List every line in the records below that contains the word "white". Case counts.

::::::

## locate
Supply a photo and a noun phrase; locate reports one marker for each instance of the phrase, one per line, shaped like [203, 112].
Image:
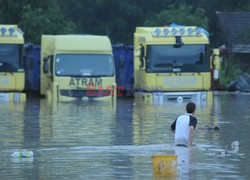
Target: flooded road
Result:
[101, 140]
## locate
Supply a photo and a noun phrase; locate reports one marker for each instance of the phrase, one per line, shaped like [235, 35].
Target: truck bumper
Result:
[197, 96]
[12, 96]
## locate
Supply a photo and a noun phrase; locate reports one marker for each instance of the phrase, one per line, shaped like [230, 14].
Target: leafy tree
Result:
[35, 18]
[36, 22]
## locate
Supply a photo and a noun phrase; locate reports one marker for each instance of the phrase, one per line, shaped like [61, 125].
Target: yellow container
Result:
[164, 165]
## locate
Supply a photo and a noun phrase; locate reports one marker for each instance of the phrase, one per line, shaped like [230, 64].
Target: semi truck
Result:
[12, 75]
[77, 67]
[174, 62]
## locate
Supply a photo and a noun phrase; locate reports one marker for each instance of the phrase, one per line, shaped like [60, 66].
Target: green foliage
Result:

::::::

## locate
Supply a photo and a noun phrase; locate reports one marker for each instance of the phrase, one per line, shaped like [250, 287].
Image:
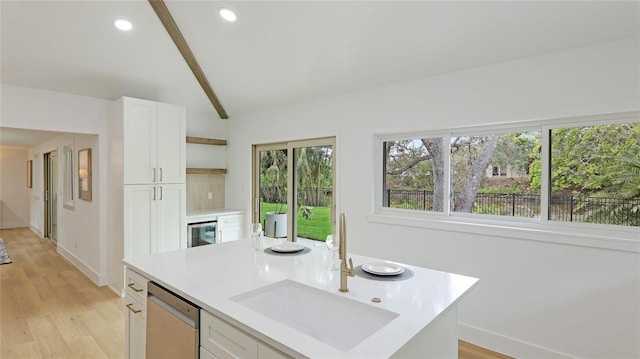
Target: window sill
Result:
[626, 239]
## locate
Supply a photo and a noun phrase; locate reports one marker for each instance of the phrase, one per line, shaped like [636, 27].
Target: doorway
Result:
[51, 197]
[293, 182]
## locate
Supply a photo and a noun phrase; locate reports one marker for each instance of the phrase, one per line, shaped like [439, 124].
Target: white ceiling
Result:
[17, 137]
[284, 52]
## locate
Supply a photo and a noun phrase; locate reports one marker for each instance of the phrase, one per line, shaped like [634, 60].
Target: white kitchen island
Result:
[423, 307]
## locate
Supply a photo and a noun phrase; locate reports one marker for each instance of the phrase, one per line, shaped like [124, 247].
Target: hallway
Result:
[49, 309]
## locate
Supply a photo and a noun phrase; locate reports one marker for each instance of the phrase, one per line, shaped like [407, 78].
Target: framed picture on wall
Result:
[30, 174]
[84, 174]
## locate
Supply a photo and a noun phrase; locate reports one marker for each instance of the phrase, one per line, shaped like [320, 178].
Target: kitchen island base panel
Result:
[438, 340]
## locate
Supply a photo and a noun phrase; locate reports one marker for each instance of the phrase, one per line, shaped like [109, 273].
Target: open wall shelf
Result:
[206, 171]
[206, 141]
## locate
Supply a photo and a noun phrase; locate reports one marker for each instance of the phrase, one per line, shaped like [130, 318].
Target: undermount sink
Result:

::::::

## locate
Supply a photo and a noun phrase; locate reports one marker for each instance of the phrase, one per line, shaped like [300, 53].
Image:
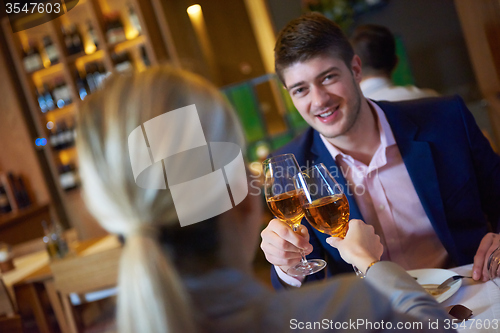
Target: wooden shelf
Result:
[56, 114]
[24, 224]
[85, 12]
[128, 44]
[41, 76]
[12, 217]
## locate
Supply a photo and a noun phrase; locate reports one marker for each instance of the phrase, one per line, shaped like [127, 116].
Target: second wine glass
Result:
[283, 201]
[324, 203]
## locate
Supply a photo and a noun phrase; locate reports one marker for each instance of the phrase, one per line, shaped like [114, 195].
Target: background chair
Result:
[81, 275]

::::::

> RESPONSE TO THIS EXERCISE
Target: white ceiling
Target: white kitchen island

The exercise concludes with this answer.